§ TRECHO DO TEXTO
O Bioma Mata Atlântica no Rio Grande do Sul

Quando saímos da região metropolitana em direção ao litoral norte, ou quando subimos a Rota do Sol em direção à serra, cruzando vales cercados por florestas e nos deparando com a manta verde que cobre os morros da Serra Geral, estamos na verdade apreciando toda a exuberância da Mata Atlântica e passando por uma das áreas naturais com maior biodiversidade do estado no Rio Grande do Sul; Quando viajamos pela Estrada do Mar em direção à Torres, observando os diversos capões de matas ao longo da rodovia e o cordão de matas e dunas ao chegar no Parque Estadual da Itapeva, estamos na verdade sendo agraciados com tipos de florestas mais jovens da Mata Atlântica no estado; Quando estamos passeando pela Serra, aproveitando os melhores vinhos e desfrutando das paisagens bucólicas de campos e araucárias, na verdade estamos passeando em meio a um tipo de vegetação da Mata Atlântica que ocorre em quase sua totalidade somente no sul do Brasil; Quando cruzamos a costa doce ao longo da Lagoa dos Patos em direção à Pelotas, estamos, sobretudo, cruzando uma porção florestal de Mata Atlântica que adentra e se encrava no Pampa Gaúcho, e que forma em vários locais um encontro magnífico de floras originadas de diferentes regiões do continente americano; E quando vamos para o centro-norte conhecer toda a grandiosidade do Rio Uruguai e parte da região missioneira, estamos visitando uma das áreas mais antigas de Mata Atlântica no estado. Se você vive nestas áreas, você certamente usufrui, de maneira direta ou indireta, de todos os benefícios que a Mata Atlântica oferece para nós gaúchos.

§ DADOS BRUTOS
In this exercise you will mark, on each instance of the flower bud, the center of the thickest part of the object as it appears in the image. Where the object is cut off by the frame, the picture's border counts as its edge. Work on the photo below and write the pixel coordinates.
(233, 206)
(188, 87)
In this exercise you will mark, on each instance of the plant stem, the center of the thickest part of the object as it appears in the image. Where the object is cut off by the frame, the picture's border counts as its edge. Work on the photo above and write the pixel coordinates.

§ REQUISITOS DA TAREFA
1 - Diga se cada afirmação abaixo concorda com o texto sobre a Mata Atlântica no Rio Grande do Sul, respondendo sim ou não e citando literalmente as palavras do texto que decidem a questão. (a) A vegetação de campos e araucárias da Serra ocorre quase toda apenas no sul do Brasil. (b) A região do Rio Uruguai abriga os tipos mais jovens de Mata Atlântica do estado. (c) A porção florestal ao longo da Lagoa dos Patos entra no Pampa Gaúcho.
2 - Prossiga com o texto sobre a Mata Atlântica no Rio Grande do Sul a partir da última frase apresentada.

§ RESPOSTAS DOS EXERCÍCIOS
1 -
(a) Sim: "um tipo de vegetação da Mata Atlântica que ocorre em quase sua totalidade somente no sul do Brasil".
(b) Não: "estamos visitando uma das áreas mais antigas de Mata Atlântica no estado".
(c) Sim: "uma porção florestal de Mata Atlântica que adentra e se encrava no Pampa Gaúcho".

2 -
Se olharmos com atenção para todos esses lugares, vamos perceber que as florestas que compõem a Mata Atlântica no Rio Grande do Sul apresentam fisionomias distintas, além de ocorrerem em locais com climas, relevos e tipos de solo diferentes. A Mata Atlântica é isso: um complexo formado por diferentes tipos de vegetação que se distinguem, principalmente, em relação ao seus conjuntos de espécies constituintes, as quais são influenciadas e se distribuem de acordo com variações geoclimáticas (por exemplo, a quantidade de chuva e de temperatura de um lugar para outro). Todas essas nuances florestais e paisagísticas compõem o que os biólogos e ecólogos chamam de Bioma, no caso aqui, o Bioma Mata Atlântica. Embora este Bioma apresente diferentes tipos de vegetação, ainda assim apresenta origens geológicas e condições climáticas similares que possibilitam o surgimento de uma biodiversidade única no planeta Terra. Considerando as classificações mundiais da vegetação, o bioma Mata Atlântica é uma Floresta Tropical, similar à Floresta Amazônica e às florestas tropicais da Ásia e da África.

Os diferentes tipos de vegetação que compõem a Mata Atlântica possuem nomenclatura técnica para distingui-los. Dessa forma, o Bioma Mata Atlântica é representado no Rio Grande do Sul pela Floresta Estacional Decidual (localizada no oeste e centro do estado, principalmente na bacia do rio Jacuí), pela Floresta Estacional Semidecidual (coincidindo com a bacia do Rio do Sinos e parte leste da Serra do Sudeste), pela Floresta Ombrófila Mista, também denominada de Mata de Araucárias (Região da Serra), pela Floresta Ombrófila Densa (encostas e sopés da Serra Geral no litoral norte) e pelos ecossistemas de restinga (ao longo de toda zona costeira no litoral). Além disso, cabe salientar que na metade sul do estado ocorre o Bioma Pampa, onde predomina a vegetação de campo. Embora a vegetação campestre seja típica do Pampa, ela pode ocorrer em algumas regiões da Mata Atlântica, como na região da serra (campos de cima da serra) e do litoral, muitas vezes ocorrendo junto a banhados.

A Mata Atlântica é uma das maiores áreas florestais das Américas, sendo a segunda maior área de floresta tropical úmida da América do Sul, correspondendo a 12% da superfície terrestre do Brasil e estendendo-se por 3300 km ao longo de quase toda a costa leste brasileira. Originalmente, esta formação se estendeu quase que continuamente do Rio Grande do Norte e Ceará até o Rio Grande do Sul, abrangendo 150 milhões de hectares.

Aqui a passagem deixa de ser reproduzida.